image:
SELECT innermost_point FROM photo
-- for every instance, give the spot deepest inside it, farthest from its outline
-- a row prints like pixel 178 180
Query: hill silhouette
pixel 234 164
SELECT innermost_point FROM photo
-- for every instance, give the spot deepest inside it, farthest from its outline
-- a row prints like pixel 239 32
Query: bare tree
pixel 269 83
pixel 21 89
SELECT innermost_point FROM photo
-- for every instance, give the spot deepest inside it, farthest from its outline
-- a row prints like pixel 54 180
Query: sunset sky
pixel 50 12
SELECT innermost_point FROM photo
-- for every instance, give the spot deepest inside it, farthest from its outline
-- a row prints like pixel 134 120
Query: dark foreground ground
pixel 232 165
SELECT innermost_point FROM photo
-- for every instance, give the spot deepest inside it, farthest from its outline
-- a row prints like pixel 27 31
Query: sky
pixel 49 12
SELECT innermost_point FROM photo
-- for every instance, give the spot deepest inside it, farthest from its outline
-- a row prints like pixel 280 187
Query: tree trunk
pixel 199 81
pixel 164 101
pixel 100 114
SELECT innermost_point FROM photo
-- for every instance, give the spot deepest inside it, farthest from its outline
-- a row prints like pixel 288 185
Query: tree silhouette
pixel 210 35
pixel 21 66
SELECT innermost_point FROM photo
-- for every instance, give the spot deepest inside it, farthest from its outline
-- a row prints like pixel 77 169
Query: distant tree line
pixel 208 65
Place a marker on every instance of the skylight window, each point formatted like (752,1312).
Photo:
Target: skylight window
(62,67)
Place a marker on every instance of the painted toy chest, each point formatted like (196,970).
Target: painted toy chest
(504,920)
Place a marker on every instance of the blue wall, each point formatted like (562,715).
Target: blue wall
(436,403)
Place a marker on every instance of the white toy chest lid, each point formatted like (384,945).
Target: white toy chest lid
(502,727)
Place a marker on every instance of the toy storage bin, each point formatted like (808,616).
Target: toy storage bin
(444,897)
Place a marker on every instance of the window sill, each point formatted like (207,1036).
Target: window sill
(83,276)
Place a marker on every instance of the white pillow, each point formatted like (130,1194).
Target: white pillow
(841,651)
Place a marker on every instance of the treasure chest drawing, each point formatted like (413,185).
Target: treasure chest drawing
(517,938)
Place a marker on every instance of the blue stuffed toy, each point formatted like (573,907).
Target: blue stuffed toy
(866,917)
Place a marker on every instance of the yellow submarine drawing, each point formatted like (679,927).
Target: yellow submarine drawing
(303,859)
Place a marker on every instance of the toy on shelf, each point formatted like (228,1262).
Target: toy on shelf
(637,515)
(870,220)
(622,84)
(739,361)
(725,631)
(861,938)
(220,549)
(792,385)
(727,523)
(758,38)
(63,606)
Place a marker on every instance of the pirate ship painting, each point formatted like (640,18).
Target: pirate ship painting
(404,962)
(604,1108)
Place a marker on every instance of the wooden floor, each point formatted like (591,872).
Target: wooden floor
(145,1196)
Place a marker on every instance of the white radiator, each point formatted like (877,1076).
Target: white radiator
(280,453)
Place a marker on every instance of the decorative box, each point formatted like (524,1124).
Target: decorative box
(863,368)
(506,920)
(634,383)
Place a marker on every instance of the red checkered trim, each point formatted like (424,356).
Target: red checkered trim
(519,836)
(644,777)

## [PROBLEM DETAILS]
From the listing above, reproduce all the lines exactly.

## [RESULT OF THIS EXERCISE]
image:
SELECT innermost_point FROM photo
-- for every instance, give the spot deepest inside it, farthest from its outline
-- a row prints like pixel 178 180
Query: hill silhouette
pixel 234 164
SELECT innermost_point FROM photo
-- for every instance, give the spot deepest inside it, farthest from its outline
-- a row prints like pixel 239 32
Query: bare tree
pixel 269 83
pixel 21 89
SELECT innermost_point FROM photo
-- for every instance, give the spot deepest inside it, farthest from its outline
-- a row prints like pixel 54 180
Query: sunset sky
pixel 50 12
SELECT innermost_point FROM photo
-- for every instance, give the spot deepest inside it, farthest from its outline
-- a row prints like pixel 134 120
Query: dark foreground ground
pixel 232 165
SELECT innermost_point FROM photo
-- for every instance, give the spot deepest inside it, farthest from its outline
-- a row prints like pixel 27 31
Query: sky
pixel 49 12
SELECT innermost_point FROM photo
-- for every instance, give the spot deepest inside it, farthest from its outline
-- a row prints like pixel 280 187
Query: tree trunk
pixel 199 81
pixel 164 101
pixel 100 114
SELECT innermost_point FROM photo
-- for every instance, give the spot deepest inside it, farthest from its outline
-- a row prints like pixel 288 185
Query: tree silhouette
pixel 210 35
pixel 21 66
SELECT innermost_point FROM photo
-- for every instance, give the spot deepest inside it, farthest from its outline
-- a row prints like pixel 77 169
Query: distant tree line
pixel 208 65
Place a marker on every instance of the skylight window, each point formatted like (752,1312).
Photo:
Target: skylight window
(62,67)
Place a marker on every instance of the painted toy chest, each point formatted like (196,970).
Target: painted toy chest
(504,920)
Place a marker on every instance of the blue wall, each point formatted like (562,715).
Target: blue wall
(436,403)
Place a marker on every instance of the white toy chest lid, each point formatted like (384,945).
Target: white toy chest lid
(502,727)
Place a marker on every instance of the toy storage bin, each point formatted like (808,616).
Target: toy storage bin
(444,897)
Place a marker on every instance of the window sill, each point formatted like (207,1036).
Target: window sill
(83,276)
Place a marker on every instance of the white pillow, each point formatted like (130,1194).
Target: white pillow
(841,651)
Place a marker on every instance of the treasure chest drawing, each point formatted like (413,185).
Target: treasure chest drawing
(517,938)
Place a marker on every instance of the blue stuffed toy, each point formatted like (573,907).
Target: blue stuffed toy
(866,917)
Place a marker on every instance of the yellow submarine drawing, each point formatted like (679,927).
Target: yellow submarine drawing
(303,859)
Place a marker on every instance of the toy on shelf, each point formatted like (228,1262).
Target: toy on shelf
(637,515)
(870,220)
(622,84)
(739,361)
(725,631)
(861,938)
(220,549)
(792,385)
(727,523)
(758,38)
(63,606)
Place a marker on every instance of the pirate ship painting, each point formatted like (640,18).
Target: pirate ship painting
(404,962)
(604,1108)
Place a marker on every instance of the wooden floor, each point formatted like (591,872).
Target: wooden floor
(145,1196)
Place a marker on every instance of the white radiator, each point formatted like (877,1076).
Target: white radiator
(280,453)
Place a marker on every instance of the decorative box, each point formatted like (524,1124).
Target: decorative box
(863,368)
(506,920)
(634,383)
Place a marker on every instance of the red checkered trim, each point formatted like (424,356).
Target: red checkered trim
(519,836)
(644,777)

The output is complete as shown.